November was a truly happy month in our household. After a year and a half of hard work, we paid off the last of our credit card debt. We learned some new things about ourselves and our needs and wants along the way. It isn’t rocket science, but here’s how we did it.
The reason we ended up with this debt was pure and simple lifestyle inflation. We were doing pretty well until we built our house in 2004. It took most of our savings, and by itself, was not a toxic debt. The mortgage is affordable. We have good equity. You have to live somewhere. What got us was the need for stuff to fill it up. We left a couple of rooms unfinished, but filled the others up with new furniture, curtains, rugs, a new washer. I could go on and on. We also bought tons of lawn equipment, new bikes, and skis, whatever we wanted. Before our daughter was born, we decided to finish the spaces we had left, so that was a big bill on the Home Depot card. All the while, we were trading in cars every three or four years, which insured a continuing car payment. It was fun to get into debt. It’s fun until you turn into an insomniac because of the two ton elephant that is sitting on your chest waiting for his payment at the first of the month.

ACTIVITY 1 :: According to the passage on credit card debt, in what year was the house built?
ACTIVITY 2 :: In the passage on credit card debt, list the items the household used to fill up the rooms it did not leave unfinished.
ACTIVITY 3 :: Quote the passage on credit card debt from "November was a" to "how we did it.".

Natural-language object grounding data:
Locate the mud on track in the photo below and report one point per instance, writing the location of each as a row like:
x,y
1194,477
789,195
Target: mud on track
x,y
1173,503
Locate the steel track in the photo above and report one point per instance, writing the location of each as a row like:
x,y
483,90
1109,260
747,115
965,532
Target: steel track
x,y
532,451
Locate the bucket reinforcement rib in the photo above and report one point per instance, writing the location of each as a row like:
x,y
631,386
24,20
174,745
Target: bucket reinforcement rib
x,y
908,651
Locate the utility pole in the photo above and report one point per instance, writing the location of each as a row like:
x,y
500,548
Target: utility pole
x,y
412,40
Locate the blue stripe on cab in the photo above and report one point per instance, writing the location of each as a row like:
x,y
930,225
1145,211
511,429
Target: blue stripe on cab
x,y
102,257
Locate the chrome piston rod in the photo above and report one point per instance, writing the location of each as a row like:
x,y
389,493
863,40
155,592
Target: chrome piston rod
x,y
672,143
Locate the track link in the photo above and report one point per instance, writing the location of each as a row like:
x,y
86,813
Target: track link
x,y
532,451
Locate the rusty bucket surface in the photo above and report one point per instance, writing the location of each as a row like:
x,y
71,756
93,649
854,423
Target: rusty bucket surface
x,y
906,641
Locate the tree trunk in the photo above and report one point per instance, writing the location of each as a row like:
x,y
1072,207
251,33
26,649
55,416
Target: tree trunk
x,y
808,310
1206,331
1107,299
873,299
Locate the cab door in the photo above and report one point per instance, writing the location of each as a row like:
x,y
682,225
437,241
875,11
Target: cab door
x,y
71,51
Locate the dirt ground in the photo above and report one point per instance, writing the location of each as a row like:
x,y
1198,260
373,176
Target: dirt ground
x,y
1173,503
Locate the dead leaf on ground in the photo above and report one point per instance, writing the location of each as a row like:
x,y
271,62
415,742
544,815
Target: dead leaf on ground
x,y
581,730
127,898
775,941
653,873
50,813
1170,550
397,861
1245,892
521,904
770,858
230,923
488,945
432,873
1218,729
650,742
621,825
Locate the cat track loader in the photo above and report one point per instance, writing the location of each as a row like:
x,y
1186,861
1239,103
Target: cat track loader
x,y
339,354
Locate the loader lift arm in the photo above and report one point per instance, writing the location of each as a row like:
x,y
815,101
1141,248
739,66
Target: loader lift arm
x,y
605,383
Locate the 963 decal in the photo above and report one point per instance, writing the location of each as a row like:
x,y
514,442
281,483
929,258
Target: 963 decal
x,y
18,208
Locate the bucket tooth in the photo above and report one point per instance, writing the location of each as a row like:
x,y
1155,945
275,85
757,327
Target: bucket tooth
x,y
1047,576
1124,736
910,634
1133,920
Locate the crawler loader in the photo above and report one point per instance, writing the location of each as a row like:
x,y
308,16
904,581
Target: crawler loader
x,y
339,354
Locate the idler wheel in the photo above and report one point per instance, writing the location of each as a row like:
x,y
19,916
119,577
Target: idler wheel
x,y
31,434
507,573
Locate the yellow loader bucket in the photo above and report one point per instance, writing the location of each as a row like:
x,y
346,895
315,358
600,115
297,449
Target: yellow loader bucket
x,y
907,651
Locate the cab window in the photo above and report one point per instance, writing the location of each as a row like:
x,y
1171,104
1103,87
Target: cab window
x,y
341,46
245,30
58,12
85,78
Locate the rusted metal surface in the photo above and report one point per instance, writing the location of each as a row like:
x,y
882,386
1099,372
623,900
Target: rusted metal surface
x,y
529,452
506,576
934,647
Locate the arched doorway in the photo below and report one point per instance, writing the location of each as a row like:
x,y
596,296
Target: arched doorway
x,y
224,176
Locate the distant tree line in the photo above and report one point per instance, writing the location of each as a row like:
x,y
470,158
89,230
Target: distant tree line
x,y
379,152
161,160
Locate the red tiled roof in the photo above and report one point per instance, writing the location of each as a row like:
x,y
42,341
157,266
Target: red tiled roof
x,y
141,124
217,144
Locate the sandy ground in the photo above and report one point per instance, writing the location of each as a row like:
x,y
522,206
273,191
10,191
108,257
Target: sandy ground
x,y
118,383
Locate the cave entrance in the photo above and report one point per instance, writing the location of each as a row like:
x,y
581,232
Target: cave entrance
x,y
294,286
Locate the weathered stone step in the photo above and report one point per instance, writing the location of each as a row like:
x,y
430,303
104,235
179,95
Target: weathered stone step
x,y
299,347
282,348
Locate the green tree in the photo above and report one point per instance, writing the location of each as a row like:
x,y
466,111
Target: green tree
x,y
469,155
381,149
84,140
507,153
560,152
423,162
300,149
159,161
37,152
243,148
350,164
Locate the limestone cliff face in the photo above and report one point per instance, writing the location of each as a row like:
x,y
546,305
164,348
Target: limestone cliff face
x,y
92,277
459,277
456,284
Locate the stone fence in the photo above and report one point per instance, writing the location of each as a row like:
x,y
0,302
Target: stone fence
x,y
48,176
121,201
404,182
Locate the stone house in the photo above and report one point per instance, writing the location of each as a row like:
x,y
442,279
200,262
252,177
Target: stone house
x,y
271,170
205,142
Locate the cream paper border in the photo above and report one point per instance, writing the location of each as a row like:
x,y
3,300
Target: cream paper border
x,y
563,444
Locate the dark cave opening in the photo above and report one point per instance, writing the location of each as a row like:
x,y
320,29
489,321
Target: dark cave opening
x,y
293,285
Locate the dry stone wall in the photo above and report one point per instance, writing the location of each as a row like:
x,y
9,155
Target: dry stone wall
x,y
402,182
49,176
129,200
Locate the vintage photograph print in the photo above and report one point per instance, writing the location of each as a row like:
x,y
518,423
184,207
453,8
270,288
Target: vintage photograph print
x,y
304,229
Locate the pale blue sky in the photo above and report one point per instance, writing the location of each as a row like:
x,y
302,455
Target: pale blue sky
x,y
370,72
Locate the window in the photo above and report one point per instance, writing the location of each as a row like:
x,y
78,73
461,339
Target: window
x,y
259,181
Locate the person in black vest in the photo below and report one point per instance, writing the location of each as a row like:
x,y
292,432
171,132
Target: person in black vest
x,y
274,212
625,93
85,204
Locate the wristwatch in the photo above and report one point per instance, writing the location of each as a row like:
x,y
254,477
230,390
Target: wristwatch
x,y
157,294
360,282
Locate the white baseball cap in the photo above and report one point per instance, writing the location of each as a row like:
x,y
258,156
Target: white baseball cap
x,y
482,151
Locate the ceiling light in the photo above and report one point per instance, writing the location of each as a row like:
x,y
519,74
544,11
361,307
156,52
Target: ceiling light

TASK ANSWER 1 :: 2004

TASK ANSWER 2 :: New furniture, curtains, rugs, and a new washer.

TASK ANSWER 3 ::
November was a truly happy month in our household. After a year and a half of hard work, we paid off the last of our credit card debt. We learned some new things about ourselves and our needs and wants along the way. It isn’t rocket science, but here’s how we did it.